▸ JOB
What follows is a block of records; restate each one word for word.

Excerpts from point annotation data
-------------------------
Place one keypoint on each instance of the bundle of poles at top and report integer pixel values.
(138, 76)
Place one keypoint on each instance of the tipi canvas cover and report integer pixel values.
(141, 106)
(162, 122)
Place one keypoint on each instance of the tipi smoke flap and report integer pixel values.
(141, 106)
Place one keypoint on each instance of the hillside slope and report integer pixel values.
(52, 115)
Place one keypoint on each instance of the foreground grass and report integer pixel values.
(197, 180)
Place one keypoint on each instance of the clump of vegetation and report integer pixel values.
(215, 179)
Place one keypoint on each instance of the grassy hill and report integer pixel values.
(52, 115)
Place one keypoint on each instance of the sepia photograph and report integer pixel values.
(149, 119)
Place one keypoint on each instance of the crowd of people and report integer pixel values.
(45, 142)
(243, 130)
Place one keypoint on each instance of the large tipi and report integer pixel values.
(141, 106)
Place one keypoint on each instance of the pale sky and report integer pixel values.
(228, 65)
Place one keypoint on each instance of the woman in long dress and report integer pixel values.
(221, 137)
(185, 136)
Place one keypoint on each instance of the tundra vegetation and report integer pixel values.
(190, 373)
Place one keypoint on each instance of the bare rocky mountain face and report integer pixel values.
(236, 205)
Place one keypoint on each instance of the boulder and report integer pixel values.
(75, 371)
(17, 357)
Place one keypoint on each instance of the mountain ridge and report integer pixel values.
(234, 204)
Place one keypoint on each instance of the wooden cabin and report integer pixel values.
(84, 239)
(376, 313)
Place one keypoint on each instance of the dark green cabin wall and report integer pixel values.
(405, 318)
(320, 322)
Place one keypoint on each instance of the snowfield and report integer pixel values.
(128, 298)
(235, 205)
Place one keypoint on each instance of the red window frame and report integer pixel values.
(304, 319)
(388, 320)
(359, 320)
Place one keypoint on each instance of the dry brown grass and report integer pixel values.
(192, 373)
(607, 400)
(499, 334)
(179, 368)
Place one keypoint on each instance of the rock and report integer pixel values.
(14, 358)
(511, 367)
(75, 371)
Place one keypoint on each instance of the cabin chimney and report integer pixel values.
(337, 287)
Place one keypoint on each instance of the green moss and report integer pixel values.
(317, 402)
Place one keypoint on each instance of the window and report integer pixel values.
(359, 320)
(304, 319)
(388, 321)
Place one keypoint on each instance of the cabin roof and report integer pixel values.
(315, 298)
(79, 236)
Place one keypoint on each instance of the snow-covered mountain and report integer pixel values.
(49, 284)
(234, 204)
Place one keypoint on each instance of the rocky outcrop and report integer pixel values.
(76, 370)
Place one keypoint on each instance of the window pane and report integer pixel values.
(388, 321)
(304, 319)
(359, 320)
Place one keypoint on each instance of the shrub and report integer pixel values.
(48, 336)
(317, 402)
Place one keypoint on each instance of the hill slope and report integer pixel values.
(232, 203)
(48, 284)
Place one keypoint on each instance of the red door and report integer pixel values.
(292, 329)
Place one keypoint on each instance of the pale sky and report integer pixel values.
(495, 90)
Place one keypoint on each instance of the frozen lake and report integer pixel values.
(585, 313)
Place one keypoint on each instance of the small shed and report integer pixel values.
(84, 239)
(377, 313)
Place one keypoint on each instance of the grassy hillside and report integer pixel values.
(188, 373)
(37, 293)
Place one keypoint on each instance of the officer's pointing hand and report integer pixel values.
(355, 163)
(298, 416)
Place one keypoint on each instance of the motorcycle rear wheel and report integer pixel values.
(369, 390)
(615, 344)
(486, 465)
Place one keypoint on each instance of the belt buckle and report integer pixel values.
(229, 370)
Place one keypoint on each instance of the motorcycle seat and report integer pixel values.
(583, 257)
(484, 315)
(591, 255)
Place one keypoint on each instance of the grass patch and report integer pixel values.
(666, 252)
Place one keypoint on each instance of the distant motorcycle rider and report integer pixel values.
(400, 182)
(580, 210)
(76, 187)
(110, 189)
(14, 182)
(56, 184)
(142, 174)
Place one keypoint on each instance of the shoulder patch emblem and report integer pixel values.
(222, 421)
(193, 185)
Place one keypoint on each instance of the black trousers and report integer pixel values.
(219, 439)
-------------------------
▸ EXERCISE RESULT
Place one keypoint on each instance of the bundle of poles at top and report integer pixel values.
(138, 76)
Place one keypoint on each instance of the tipi canvas cover and report integer pixel values.
(141, 106)
(162, 122)
Place one keypoint on each instance of the tipi smoke flap and report integer pixel values.
(141, 106)
Place one keypoint on each instance of the hillside slope and report integer pixel values.
(52, 115)
Place one keypoint on each instance of the foreground grass and report integer pixel values.
(197, 180)
Place one keypoint on each instance of the clump of vegetation and report integer pixel values.
(215, 179)
Place one keypoint on each instance of the grassy hill and report integer pixel values.
(52, 115)
Place one keypoint on each instance of the sepia photograph and report integer pixel values.
(149, 119)
Place one keypoint on each instance of the crowd of people and report integer pixel values.
(45, 142)
(243, 130)
Place one keypoint on each instance of the large tipi and report integer pixel values.
(141, 106)
Place one keypoint on each instance of the pale sky and report integer pixel values.
(228, 65)
Place one keypoint on each instance of the woman in long dress and report integer pixel values.
(221, 137)
(185, 136)
Place one keypoint on each instance of the tundra vegetation and report integer pixel values.
(190, 373)
Place one keypoint on each instance of the bare rocky mountain face and report integer pixel values.
(236, 205)
Place one keypoint on each instance of the boulder and report integer pixel values.
(75, 371)
(17, 357)
Place one keypoint on each instance of the mountain ridge and report integer pixel values.
(234, 204)
Place one keypoint on each instance of the wooden cabin and report integer pixel values.
(84, 239)
(376, 313)
Place one keypoint on each instance of the dark green cabin wall and report integer pixel values.
(405, 318)
(320, 322)
Place one keypoint on each instance of the snowfield and report integer pixel values.
(128, 298)
(235, 205)
Place one keypoint on each instance of the red window frame and report integer pixel values.
(304, 319)
(388, 320)
(359, 320)
Place one keypoint on each instance of the dry brown grass and report integer pixel values.
(192, 373)
(607, 400)
(499, 334)
(179, 368)
Place one keypoint on each instance of the rock and report integer pixel values.
(14, 358)
(511, 367)
(75, 371)
Place one keypoint on each instance of the cabin chimney and report integer pixel values.
(337, 287)
Place one keypoint on each instance of the green moss and report integer pixel values.
(317, 402)
Place one keypoint on each instance of the window and report integer pixel values.
(359, 320)
(304, 319)
(388, 321)
Place one keypoint on each instance of the cabin roof and report integer pixel values.
(315, 298)
(79, 236)
Place one keypoint on each instance of the snow-covered mountain and report integer pixel values.
(49, 284)
(234, 204)
Place one keypoint on each instance of the rocky outcrop and report integer pixel values.
(76, 370)
Place one keypoint on each instance of the window pane and report integer pixel values.
(388, 321)
(304, 319)
(359, 320)
Place one keypoint on each instance of the shrub and report integer pixel values.
(48, 336)
(317, 402)
Place one keypoint on each instance of the hill slope and report integer pixel values.
(232, 203)
(48, 284)
Place one keypoint on each instance of the red door and report integer pixel values.
(292, 329)
Place one keypoint on each instance of the pale sky and report integer pixel values.
(495, 90)
Place one keypoint on each instance of the frozen lake and report integer pixel values.
(585, 313)
Place one keypoint on each instance of the small shed and report integer pixel values.
(84, 239)
(377, 313)
Place one keypoint on each instance of the grassy hillside and report integer pixel values.
(188, 373)
(37, 293)
Place one keypoint on each instance of the officer's pointing hand and report integer pixel values.
(355, 163)
(298, 416)
Place one keypoint on each instance of the motorcycle rear wheel and report integer pixel values.
(369, 390)
(615, 344)
(486, 465)
Place one keypoint on each instance of the belt buckle and report integer pixel values.
(229, 370)
Place one keypoint on each instance of the motorcycle seat and report integer pixel values.
(583, 257)
(484, 315)
(591, 255)
Place one keypoint on each instance of the grass patch and report integer pixel values.
(666, 252)
Place one keypoint on each instance of the distant motorcycle rider and report integer pixel values.
(400, 182)
(580, 210)
(76, 187)
(110, 189)
(14, 182)
(56, 184)
(142, 174)
Place one keypoint on each instance of the shoulder patch emblem and report integer pixel values.
(222, 421)
(193, 185)
Place one keypoint on each instance of the black trousers and report integer pixel values.
(219, 439)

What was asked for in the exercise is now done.